====== Available data

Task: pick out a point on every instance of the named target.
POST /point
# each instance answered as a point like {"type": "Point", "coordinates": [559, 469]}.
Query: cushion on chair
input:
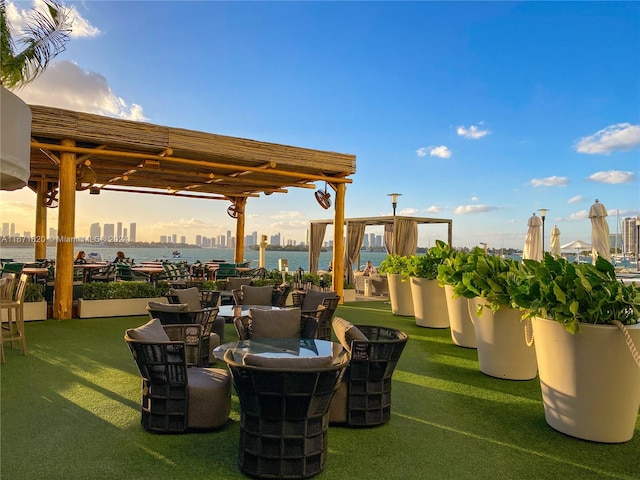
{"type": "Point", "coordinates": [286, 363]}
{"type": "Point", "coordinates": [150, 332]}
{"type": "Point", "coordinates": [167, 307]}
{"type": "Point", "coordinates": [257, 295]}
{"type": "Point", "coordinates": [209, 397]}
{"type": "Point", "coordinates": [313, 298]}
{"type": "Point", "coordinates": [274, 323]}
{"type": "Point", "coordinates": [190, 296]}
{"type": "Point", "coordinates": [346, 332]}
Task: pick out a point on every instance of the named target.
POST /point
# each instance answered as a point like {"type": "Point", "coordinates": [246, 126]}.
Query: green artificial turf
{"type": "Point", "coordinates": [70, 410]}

============
====== Available data

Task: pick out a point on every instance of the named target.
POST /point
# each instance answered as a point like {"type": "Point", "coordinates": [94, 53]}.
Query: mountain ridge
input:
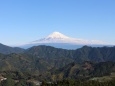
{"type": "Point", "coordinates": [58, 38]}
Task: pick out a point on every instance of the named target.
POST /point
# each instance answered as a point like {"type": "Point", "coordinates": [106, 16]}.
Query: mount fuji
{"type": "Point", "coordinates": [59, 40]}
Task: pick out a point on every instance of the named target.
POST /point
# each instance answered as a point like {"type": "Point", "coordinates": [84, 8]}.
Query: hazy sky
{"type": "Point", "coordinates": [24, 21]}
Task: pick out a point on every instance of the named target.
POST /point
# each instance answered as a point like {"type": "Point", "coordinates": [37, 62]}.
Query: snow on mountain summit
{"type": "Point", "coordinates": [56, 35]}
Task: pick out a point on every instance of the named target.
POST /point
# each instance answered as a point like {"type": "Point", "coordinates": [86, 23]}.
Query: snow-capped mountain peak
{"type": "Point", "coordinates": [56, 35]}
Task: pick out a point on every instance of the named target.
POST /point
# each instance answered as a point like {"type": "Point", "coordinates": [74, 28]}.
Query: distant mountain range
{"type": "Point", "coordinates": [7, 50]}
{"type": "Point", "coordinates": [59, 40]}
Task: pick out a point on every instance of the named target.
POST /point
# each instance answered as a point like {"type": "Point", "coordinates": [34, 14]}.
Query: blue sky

============
====== Available data

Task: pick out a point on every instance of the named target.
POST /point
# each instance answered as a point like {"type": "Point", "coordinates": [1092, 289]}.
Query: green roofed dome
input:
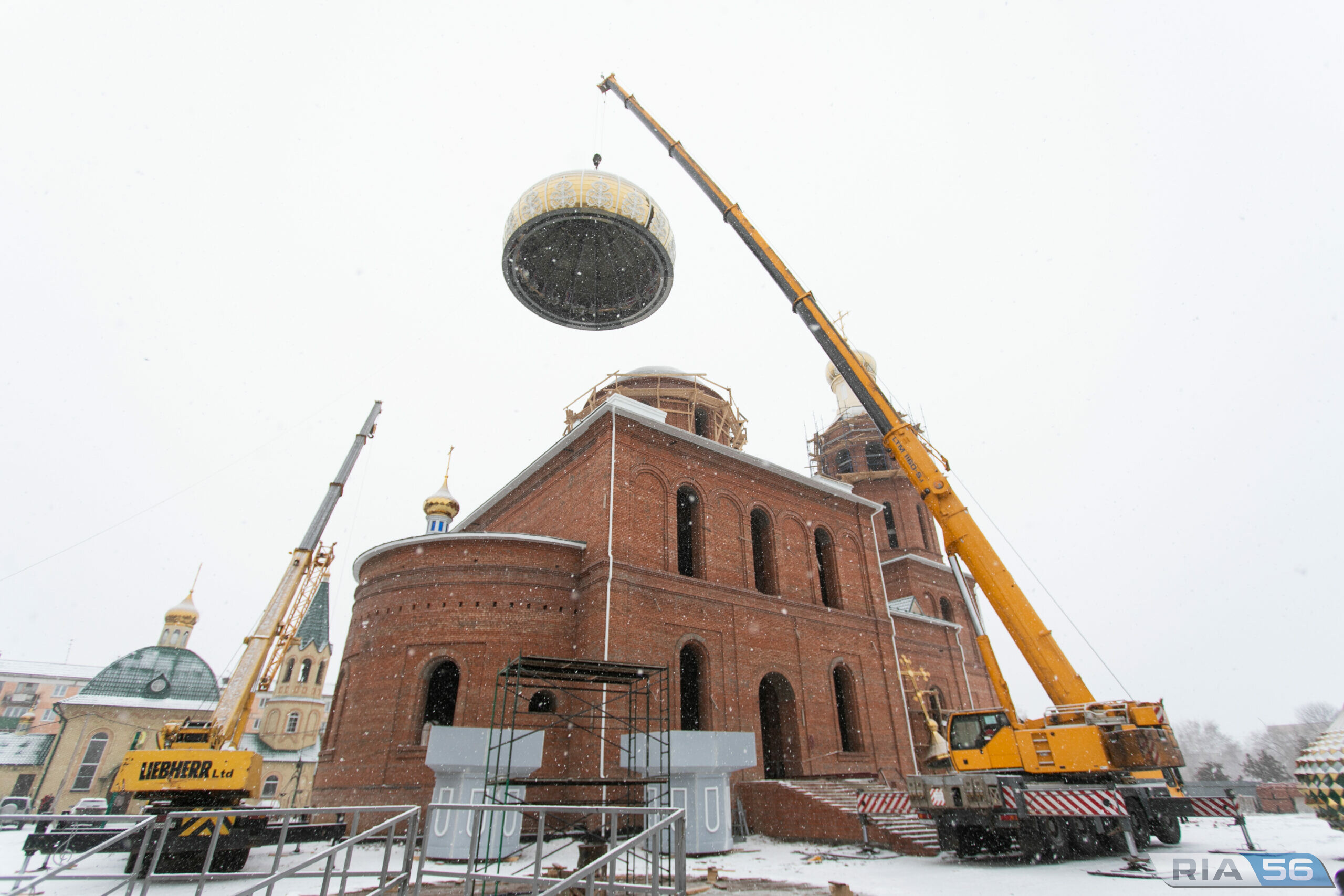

============

_Problem details:_
The answer must be the part of the records that opens with the line containing "Query: mountain ridge" and closes with the line containing "Query: blue sky", reproduced exactly, with no pictures.

_Output for this exercise:_
Query: mountain ridge
input:
{"type": "Point", "coordinates": [58, 38]}
Task: pick out a point on every instance of the named target.
POST /point
# each instance answered as a point like {"type": "Point", "coordinates": [106, 16]}.
Query: mount fuji
{"type": "Point", "coordinates": [59, 40]}
Task: pick out a point on every instance of the named target.
POST /point
# each instance answered as a point like {"type": "Point", "coordinates": [84, 8]}.
Query: hazy sky
{"type": "Point", "coordinates": [24, 21]}
Task: pick out a point on every instance of the named target.
POST /point
# each instance answered as a point like {"type": "Point", "coordinates": [37, 62]}.
Query: snow on mountain summit
{"type": "Point", "coordinates": [56, 35]}
Task: pick out a point on every instance of the named target.
POST /point
# each instance answered as a point like {"type": "Point", "coordinates": [86, 23]}.
Query: snow-capped mountain peak
{"type": "Point", "coordinates": [56, 35]}
Task: pick out a point on every instance of the named target.
POST /point
# each instance answered as a point like {"type": "Point", "coordinates": [74, 28]}.
Query: distant mountain range
{"type": "Point", "coordinates": [7, 50]}
{"type": "Point", "coordinates": [59, 40]}
Task: pick out a point on every instance of the named target.
POST /point
# each instance answered as a point like {"type": "Point", "coordinates": [34, 14]}.
Query: blue sky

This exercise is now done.